_What the exercise asks:_ Repeat each record word for word.

_Information supplied:_
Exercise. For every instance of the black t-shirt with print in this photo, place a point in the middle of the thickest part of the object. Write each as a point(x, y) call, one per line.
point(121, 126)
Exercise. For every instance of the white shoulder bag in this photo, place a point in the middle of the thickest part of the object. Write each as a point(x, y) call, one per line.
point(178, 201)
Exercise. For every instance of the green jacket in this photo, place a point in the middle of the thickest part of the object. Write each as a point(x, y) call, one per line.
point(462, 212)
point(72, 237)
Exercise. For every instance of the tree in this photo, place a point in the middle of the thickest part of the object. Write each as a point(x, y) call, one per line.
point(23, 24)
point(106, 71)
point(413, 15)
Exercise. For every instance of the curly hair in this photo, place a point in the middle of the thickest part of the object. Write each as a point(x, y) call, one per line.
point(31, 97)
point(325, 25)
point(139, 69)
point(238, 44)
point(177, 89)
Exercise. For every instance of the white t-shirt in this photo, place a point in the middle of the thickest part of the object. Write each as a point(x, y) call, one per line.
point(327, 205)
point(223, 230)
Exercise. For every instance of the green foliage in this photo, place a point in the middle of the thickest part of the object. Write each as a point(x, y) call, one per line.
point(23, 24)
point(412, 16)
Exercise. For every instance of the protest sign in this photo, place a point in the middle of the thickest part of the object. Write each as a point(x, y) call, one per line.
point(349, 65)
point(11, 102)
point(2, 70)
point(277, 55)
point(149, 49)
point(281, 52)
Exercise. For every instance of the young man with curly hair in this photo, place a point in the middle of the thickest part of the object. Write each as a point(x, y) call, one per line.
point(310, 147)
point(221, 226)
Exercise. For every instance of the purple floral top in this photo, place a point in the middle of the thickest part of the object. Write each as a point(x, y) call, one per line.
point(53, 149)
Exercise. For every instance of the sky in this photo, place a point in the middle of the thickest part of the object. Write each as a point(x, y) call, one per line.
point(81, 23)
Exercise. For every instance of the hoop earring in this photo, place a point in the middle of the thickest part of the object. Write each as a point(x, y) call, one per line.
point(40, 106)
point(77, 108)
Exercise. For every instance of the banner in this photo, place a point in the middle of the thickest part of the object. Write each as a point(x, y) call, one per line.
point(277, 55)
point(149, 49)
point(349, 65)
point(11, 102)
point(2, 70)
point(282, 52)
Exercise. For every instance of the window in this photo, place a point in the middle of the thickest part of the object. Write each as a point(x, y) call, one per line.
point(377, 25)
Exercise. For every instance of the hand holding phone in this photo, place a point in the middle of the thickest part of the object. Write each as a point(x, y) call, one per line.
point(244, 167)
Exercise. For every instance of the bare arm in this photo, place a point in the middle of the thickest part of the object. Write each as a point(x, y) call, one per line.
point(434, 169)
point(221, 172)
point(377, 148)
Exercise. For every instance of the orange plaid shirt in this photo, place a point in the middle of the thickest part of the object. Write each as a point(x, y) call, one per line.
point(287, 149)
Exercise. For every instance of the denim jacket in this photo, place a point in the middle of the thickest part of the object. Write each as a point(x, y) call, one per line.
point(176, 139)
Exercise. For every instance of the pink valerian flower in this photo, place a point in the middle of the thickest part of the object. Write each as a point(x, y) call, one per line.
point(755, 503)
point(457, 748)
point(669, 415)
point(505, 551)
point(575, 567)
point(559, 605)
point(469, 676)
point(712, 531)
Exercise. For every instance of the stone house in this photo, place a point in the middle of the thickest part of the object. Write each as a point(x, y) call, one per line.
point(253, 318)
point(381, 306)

_Reply to the task:_
Exercise. For every instance of the black t-shirt with print in this photo, place a point in the middle of the thickest part of the object. Write each as a point(x, y) call, one per line.
point(121, 126)
Exercise. For every instance of the white shoulder bag in this photo, place a point in the middle of the thickest part of the object. Write each as a point(x, y) call, one per line.
point(178, 201)
Exercise. For every instance of the green jacket in this photo, place a point in the middle of the thickest part of the object. Write each as a point(x, y) call, one per line.
point(462, 212)
point(72, 237)
Exercise. For every instance of the tree in this photo, place a point in the middle of the thickest part of the object. Write each as a point(x, y) call, one per line.
point(23, 24)
point(106, 71)
point(413, 15)
Exercise. For every instance of the curly hair in this photo, place a point in the middle of the thickest part of the object. Write each as a point(x, y) call, one per line.
point(31, 97)
point(325, 25)
point(139, 69)
point(238, 44)
point(177, 89)
Exercise. For every instance of the white t-shirt in this photo, place a point in the middle of the thickest part of the object. Write each as a point(x, y) call, one per line.
point(327, 205)
point(223, 230)
Exercise. For every instance of the green foliage in this photo, place a point in the middle of the thickest part of the object. Write each as a point(x, y) call, one per line.
point(23, 24)
point(412, 16)
Exercise. For every instance of the protest sign in this photo, place a point in the middle of the thickest part of the object. Write each as a point(x, y) call, one per line.
point(349, 65)
point(11, 102)
point(2, 70)
point(277, 55)
point(149, 49)
point(281, 52)
Exercise. For every instance of the young man with curly hair in this photo, place a point in the middle of the thickest part of the object. Write each as a point(x, y) call, one per line.
point(310, 147)
point(221, 226)
Exercise. For every instance of the purple floral top in this photo, place a point in the middle of the thickest part of the object. Write each as a point(x, y) call, one per line.
point(53, 149)
Exercise. For every instance of the sky in this photo, place a point in the middle of the thickest part of the object. Write each as a point(x, y) call, one per line.
point(81, 23)
Exercise. For every instance of the hoop earring in this photo, place a point in the middle of the thickest part of the object. Write each as a point(x, y) call, one per line.
point(40, 106)
point(77, 108)
Exercise. For every instance of the banner in this photo, place a point in the middle of the thickest part of the object. Write each as a point(x, y) call, one per line.
point(277, 55)
point(149, 49)
point(349, 65)
point(11, 102)
point(2, 70)
point(282, 52)
Exercise. For every instance of the window in this photo, place a point in the middle of the thickest part of the object. Write each as a point(x, y) call, one per line.
point(377, 25)
Exercise. For every instance of the hand holding phone in this photo, place a point in the middle of the thickest part of the object. Write each as a point(x, y) call, one per line.
point(244, 167)
Exercise. For every instance of the bare arm in this photo, place a point in the middle of the thickest part of the object. Write each as a point(x, y) call, one per line.
point(434, 169)
point(221, 172)
point(377, 148)
Exercise. For every instance of the orange plaid shirt in this photo, place a point in the middle of the thickest part of the object. Write each as a point(x, y) call, one per line.
point(287, 149)
Exercise. For every instance of the denim jacket in this photo, place a point in the middle of the thickest part of the object. Write each as a point(x, y) call, one per line.
point(176, 139)
Exercise. For every instance of the pink valerian flower in this photo, place a point in the middle of the thickest part of the object. Write each as a point(x, y) call, one per line.
point(755, 503)
point(457, 748)
point(669, 415)
point(505, 551)
point(575, 567)
point(559, 605)
point(469, 676)
point(712, 531)
Exercise. For every instance of the stone house in this photo, place a point in the middle of the thickest part of the object. Write each as a point(x, y) call, one per line.
point(253, 318)
point(381, 306)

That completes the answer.